**YOUR OBJECTIVE:** Count the lines in the rows below that contain the string "sink", treating case as significant, and reply with only that number.

**RECORDS FOR THE EXERCISE:**
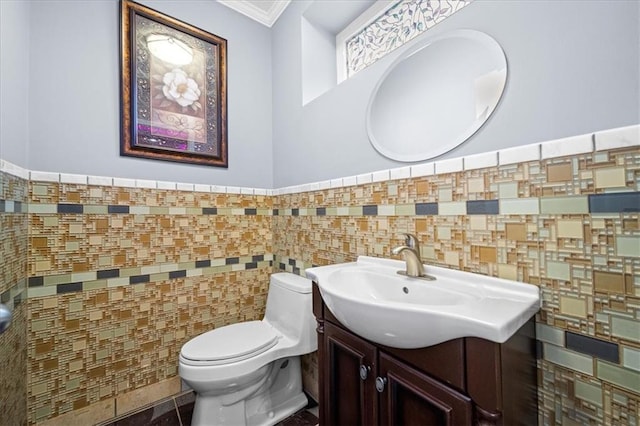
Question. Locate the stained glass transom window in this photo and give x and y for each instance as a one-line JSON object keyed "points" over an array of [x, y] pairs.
{"points": [[400, 23]]}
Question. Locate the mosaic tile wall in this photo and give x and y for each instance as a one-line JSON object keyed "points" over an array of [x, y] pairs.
{"points": [[401, 23], [120, 278], [13, 270], [570, 225]]}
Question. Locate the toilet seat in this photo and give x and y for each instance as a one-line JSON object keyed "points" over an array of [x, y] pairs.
{"points": [[228, 344]]}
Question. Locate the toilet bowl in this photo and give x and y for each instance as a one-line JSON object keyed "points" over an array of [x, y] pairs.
{"points": [[249, 373]]}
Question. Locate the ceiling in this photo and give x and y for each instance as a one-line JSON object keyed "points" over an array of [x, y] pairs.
{"points": [[264, 11]]}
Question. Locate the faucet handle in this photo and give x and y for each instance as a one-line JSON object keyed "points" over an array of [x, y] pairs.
{"points": [[412, 241]]}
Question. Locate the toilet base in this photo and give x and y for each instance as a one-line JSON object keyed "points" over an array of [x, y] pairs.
{"points": [[279, 397]]}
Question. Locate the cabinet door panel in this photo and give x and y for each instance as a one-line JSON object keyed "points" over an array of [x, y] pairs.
{"points": [[351, 400], [413, 398]]}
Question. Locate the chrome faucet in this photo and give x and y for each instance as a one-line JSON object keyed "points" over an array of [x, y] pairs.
{"points": [[411, 253]]}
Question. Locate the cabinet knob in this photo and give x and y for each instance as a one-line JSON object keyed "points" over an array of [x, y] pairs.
{"points": [[364, 372]]}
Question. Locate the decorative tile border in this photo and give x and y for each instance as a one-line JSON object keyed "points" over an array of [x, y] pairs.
{"points": [[621, 137], [15, 294], [50, 285]]}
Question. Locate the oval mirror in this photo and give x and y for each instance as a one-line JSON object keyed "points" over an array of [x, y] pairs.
{"points": [[436, 95]]}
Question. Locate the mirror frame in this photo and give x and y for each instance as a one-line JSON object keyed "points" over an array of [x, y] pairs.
{"points": [[421, 45]]}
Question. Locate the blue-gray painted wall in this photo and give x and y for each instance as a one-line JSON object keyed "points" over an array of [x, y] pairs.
{"points": [[74, 100], [574, 68]]}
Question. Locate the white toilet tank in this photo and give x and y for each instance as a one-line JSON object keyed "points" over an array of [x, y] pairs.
{"points": [[290, 309]]}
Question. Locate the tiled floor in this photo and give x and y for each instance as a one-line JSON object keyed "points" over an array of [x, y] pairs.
{"points": [[177, 411]]}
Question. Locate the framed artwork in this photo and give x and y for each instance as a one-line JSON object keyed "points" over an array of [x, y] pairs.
{"points": [[173, 89]]}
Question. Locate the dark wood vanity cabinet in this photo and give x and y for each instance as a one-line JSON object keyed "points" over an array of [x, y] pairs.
{"points": [[466, 381]]}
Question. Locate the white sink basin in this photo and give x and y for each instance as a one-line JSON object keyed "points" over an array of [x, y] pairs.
{"points": [[372, 300]]}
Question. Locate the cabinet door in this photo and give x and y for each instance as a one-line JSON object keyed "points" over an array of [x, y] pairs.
{"points": [[350, 400], [409, 397]]}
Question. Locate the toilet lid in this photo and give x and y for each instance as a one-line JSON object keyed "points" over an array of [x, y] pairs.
{"points": [[231, 343]]}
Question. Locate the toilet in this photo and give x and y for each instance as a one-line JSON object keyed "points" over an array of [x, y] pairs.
{"points": [[249, 373]]}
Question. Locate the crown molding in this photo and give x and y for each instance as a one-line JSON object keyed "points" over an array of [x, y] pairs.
{"points": [[249, 9]]}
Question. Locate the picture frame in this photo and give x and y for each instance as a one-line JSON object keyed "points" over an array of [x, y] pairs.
{"points": [[173, 89]]}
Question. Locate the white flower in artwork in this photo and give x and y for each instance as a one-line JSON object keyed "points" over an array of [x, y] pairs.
{"points": [[180, 88]]}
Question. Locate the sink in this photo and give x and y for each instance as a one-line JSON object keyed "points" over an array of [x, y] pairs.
{"points": [[372, 300]]}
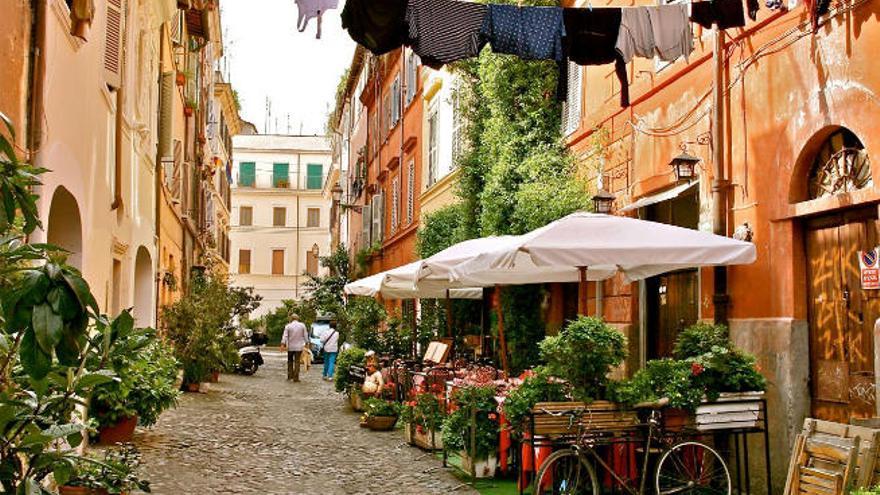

**ANSWER TO THE EXERCISE:** 2